__PROMPT__:
Print each entry verbatim.

Dataset excerpts
──────
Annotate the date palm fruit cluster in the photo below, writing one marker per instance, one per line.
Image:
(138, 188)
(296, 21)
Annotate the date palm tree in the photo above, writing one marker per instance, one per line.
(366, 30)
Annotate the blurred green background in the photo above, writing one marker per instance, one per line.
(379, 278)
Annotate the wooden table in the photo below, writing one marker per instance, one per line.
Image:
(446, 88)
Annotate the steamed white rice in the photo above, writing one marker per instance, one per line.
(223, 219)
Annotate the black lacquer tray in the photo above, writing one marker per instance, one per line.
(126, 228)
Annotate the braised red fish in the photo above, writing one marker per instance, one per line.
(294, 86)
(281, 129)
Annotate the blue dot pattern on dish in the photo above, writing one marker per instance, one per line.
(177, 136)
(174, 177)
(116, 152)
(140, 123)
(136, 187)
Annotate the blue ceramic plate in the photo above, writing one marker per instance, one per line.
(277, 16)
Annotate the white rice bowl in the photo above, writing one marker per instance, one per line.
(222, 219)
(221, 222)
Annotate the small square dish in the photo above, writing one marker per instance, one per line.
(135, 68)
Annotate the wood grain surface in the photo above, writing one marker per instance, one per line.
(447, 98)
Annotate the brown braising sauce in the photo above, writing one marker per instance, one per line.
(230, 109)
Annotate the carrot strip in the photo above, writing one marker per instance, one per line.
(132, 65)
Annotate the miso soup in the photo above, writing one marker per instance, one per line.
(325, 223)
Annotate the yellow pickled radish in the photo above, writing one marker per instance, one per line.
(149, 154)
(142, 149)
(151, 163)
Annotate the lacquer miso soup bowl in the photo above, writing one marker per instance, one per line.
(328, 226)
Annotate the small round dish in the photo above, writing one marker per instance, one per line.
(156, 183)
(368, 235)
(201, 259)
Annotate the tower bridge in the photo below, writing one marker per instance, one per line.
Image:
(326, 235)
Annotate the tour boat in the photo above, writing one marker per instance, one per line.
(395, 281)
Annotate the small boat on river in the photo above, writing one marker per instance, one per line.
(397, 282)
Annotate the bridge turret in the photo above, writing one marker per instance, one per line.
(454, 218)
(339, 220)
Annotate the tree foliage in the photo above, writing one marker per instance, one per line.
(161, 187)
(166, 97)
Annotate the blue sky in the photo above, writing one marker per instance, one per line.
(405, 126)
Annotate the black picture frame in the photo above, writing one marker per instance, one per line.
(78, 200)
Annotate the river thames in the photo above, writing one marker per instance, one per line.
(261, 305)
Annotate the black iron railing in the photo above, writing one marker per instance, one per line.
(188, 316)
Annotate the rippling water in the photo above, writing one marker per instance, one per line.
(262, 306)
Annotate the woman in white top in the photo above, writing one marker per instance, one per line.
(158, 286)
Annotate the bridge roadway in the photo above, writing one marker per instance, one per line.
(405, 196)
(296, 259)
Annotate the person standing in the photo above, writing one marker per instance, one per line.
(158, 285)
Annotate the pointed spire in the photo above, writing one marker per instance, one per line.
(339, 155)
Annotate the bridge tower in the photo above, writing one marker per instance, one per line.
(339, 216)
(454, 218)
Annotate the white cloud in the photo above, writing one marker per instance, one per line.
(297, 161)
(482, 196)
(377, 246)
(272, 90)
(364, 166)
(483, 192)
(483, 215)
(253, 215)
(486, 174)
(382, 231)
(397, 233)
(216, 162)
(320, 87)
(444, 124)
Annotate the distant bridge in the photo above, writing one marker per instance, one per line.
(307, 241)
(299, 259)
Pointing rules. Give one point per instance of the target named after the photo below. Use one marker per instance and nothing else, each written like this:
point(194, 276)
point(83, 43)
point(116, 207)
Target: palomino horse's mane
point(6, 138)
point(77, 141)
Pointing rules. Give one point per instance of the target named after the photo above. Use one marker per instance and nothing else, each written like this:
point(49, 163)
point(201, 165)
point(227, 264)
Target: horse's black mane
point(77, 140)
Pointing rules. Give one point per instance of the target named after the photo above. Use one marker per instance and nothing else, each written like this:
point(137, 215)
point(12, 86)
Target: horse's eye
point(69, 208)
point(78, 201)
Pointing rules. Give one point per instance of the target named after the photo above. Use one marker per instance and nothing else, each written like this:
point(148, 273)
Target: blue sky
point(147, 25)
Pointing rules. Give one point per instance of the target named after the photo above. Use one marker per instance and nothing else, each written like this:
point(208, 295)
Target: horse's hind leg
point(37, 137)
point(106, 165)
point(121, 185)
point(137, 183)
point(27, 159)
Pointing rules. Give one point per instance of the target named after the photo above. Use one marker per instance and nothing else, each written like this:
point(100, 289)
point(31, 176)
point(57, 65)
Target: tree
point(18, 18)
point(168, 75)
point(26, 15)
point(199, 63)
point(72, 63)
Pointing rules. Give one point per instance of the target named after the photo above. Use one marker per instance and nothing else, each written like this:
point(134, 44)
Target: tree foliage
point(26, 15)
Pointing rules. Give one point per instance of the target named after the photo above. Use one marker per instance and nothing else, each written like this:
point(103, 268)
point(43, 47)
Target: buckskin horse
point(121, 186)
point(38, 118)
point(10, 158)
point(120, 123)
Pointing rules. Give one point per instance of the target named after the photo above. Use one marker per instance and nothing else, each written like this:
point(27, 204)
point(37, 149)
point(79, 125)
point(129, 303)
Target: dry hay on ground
──────
__RESULT__:
Annotate the date palm fruit cluster in the photo below, writing one marker per instance, one per line.
Image:
(138, 188)
(296, 21)
Annotate the date palm tree in the photo above, writing one marker per instance, one per line.
(366, 30)
Annotate the blurred green background in the photo above, writing one marker per instance, one per line.
(379, 278)
Annotate the wooden table in the photo below, writing one marker per instance, one per line.
Image:
(446, 88)
Annotate the steamed white rice in the photo above, writing one marker per instance, one per line.
(223, 219)
Annotate the black lacquer tray in the photo above, writing one marker per instance, one per line.
(126, 228)
Annotate the braised red fish in the photo above, writing one marker per instance, one per line.
(294, 86)
(281, 129)
Annotate the blue dot pattern on dish in the photo above, writing one marker per instance, one per line.
(177, 136)
(174, 177)
(116, 152)
(140, 123)
(136, 187)
Annotate the blue ceramic plate in the photo above, writing one marker per instance, one per line.
(277, 16)
Annotate the white rice bowl in the photo above, writing one marker per instance, one per line.
(222, 219)
(221, 222)
Annotate the small square dish in the photo above, writing one marker per instance, one per line.
(135, 68)
Annotate the wood grain surface in the photo above, writing one marker per instance, one per line.
(447, 98)
Annotate the brown braising sauce in the photo above, writing one marker per instance, one per line.
(230, 109)
Annotate the carrot strip in the photo above, writing one marker per instance, one per line.
(132, 65)
Annotate the miso soup in the photo above, writing one marker per instance, one per line.
(325, 223)
Annotate the yellow pickled radish in the photo above, writing one marker per instance, one per line.
(149, 154)
(142, 149)
(151, 163)
Annotate the lacquer miso soup bowl in the photo above, writing one marker per instance, one per line.
(328, 226)
Annotate the small round dish in the photo above, writing one marker per instance, one per line.
(156, 183)
(368, 235)
(201, 259)
Annotate the tower bridge in the photo below, writing one marker per instance, one per line.
Image:
(326, 235)
Annotate the tour boat in the photo above, writing one marker per instance, one per line.
(395, 281)
Annotate the small boat on river in the photo above, writing one marker per instance, one per line.
(397, 282)
Annotate the bridge turret in the photo above, writing one marker per instance, one per line.
(454, 218)
(339, 220)
Annotate the tree foliage in the photo above, writing one marker per instance, one per line.
(161, 187)
(166, 97)
Annotate the blue sky in the photo above, writing one marker per instance, one per line.
(405, 126)
Annotate the black picture frame in the photo above, writing one marker per instance, one per line.
(78, 200)
Annotate the river thames in the photo above, writing one marker per instance, one per line.
(261, 305)
Annotate the black iron railing in the photo above, writing one marker per instance, one per line.
(188, 316)
Annotate the rippling water in the photo above, writing one marker per instance, one per line.
(262, 306)
Annotate the woman in white top in the photo above, writing one marker per instance, one per line.
(158, 286)
Annotate the bridge roadway in the photo above, writing one marker per instance, one per line.
(405, 196)
(296, 259)
Annotate the person standing in the photo above, writing one marker per instance, one per line.
(158, 285)
Annotate the pointed spire in the photo above, writing one marker per instance, one per line.
(339, 155)
Annotate the bridge tower in the photo above, writing one marker per instance, one per line.
(339, 216)
(454, 218)
Annotate the white cloud in the photo above, writing one marker per instance, one per line.
(297, 161)
(482, 196)
(377, 246)
(272, 90)
(364, 166)
(483, 192)
(483, 215)
(253, 215)
(486, 174)
(382, 231)
(397, 233)
(216, 162)
(320, 87)
(444, 124)
Annotate the distant bridge in the photo above, writing one marker per instance, one per line.
(307, 241)
(299, 259)
Pointing rules. Give one point per instance of the target named after the photo below. Use one marker per instance and nothing else, each written like this:
point(194, 276)
point(83, 43)
point(116, 207)
Target: palomino horse's mane
point(6, 138)
point(77, 141)
Pointing rules. Give one point per instance of the target named after the photo above. Use one marker per instance and nothing else, each written like this:
point(49, 163)
point(201, 165)
point(227, 264)
Target: horse's black mane
point(77, 140)
Pointing rules. Give one point per instance of the target named after the photo above. Use one marker per instance and nothing else, each written like this:
point(137, 215)
point(12, 86)
Target: horse's eye
point(69, 208)
point(78, 201)
Pointing rules. Give one point per instance of the target named after the photo above. Use one marker per instance and nothing else, each written like this:
point(148, 273)
Target: blue sky
point(147, 25)
Pointing rules. Give one point per instance of the target named after the photo above. Use one marker per instance and nothing else, each written like this:
point(208, 295)
Target: horse's hind leg
point(37, 137)
point(106, 165)
point(121, 185)
point(137, 183)
point(27, 159)
Pointing rules. Give one point per instance of the target named after the photo above. Use one marker per instance and nothing else, each written like this:
point(100, 289)
point(31, 176)
point(57, 65)
Target: tree
point(18, 18)
point(168, 75)
point(26, 15)
point(199, 63)
point(72, 63)
Pointing rules. Give one point per instance of the target named after the photo above. Use one marker per instance and nothing else, each written like this:
point(134, 44)
Target: tree foliage
point(26, 15)
Pointing rules. Give one point per instance of the target named after the photo above. Use one marker per instance and nothing else, each written like this:
point(103, 268)
point(43, 47)
Target: buckskin horse
point(121, 186)
point(38, 118)
point(10, 158)
point(120, 123)
Pointing rules. Give one point per instance of the target named after the photo above. Use one marker per instance and nothing else, each written like this:
point(27, 204)
point(37, 149)
point(79, 125)
point(129, 303)
Target: dry hay on ground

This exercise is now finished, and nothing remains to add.